O que se pede:
A - No relato sobre as botas de náilon, transcreva a parte que começa nas palavras "Apresentei meu cartão" e termina depois de "carnes de suíno.", substituindo "Diretor" por "Presidente".
B - Resuma em duas frases o relato sobre as botas de náilon.

**** Trecho fornecido

MIL PARES DE BOTAS DE
NAILON
Transcorria o ano de 1967, eu
trabalhava na Cooperativa dos Suinocultores de Encantado Ltda. e estava a
serviço em São Paulo. Tinha uma hora de folga e resolvi visitar a sede de uma
empresa congênere, um matadouro de suínos, expoente em Santa Catarina e que
estava próxima.
Apresentei meu cartão e disse que
desejava falar com um Diretor. A secretária perguntou qual o assunto e eu falei
que era apenas uma visita social. Desejava me apresentar e conhecê-lo, hábito
normal meu.
Recebido, ele disse-me que já me
conhecida de nome e falamos sobre o mercado de carnes de suíno.
No decorrer da conversa, vi que
sobre a sua mesa havia uma bota preta.
- Com licença. Que bota é essa?
Peguei-a e examinei-a. Gostei.
- É uma novidade, adquirimos um lote
para testar na “zona suja” de um dos nossos matadouros. Vamos subsidiar a metade
do custo aos operários.
Minutos depois, agradeci e
retirei-me.
Chegando a Encantado, determinei ao
gerente do supermercado-loja, que verificasse o estoque de botas de borracha,
baixasse o preço ao custo, porque em breve viria um vendedor de botas de
náilon. As de borracha, logo ficavam estragadas pelo contato com sangue, sal,
água quente e soda barrilha usados na limpeza do ambiente.

********
**** Material fornecido

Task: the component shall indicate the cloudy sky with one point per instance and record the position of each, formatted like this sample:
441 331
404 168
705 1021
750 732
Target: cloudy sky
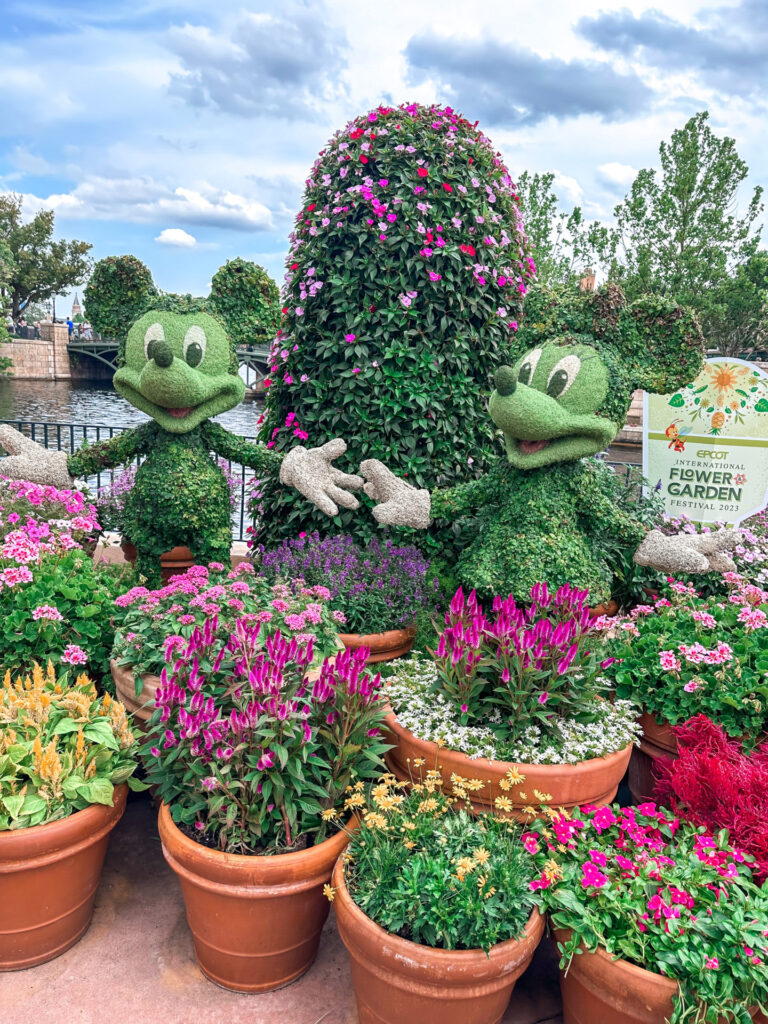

********

As respostas:
A -
Apresentei meu cartão e disse que
desejava falar com um Presidente. A secretária perguntou qual o assunto e eu falei
que era apenas uma visita social. Desejava me apresentar e conhecê-lo, hábito
normal meu.
Recebido, ele disse-me que já me
conhecida de nome e falamos sobre o mercado de carnes de suíno.

B - Em 1967, estando a serviço em São Paulo, quem narra visitou a sede de um matadouro de suínos, expoente em Santa Catarina, e viu na mesa do Diretor uma bota preta, novidade comprada para teste na “zona suja” de um dos matadouros. De volta a Encantado, mandou o gerente do supermercado-loja verificar o estoque de botas de borracha e baixar o preço ao custo, porque em breve viria um vendedor de botas de náilon.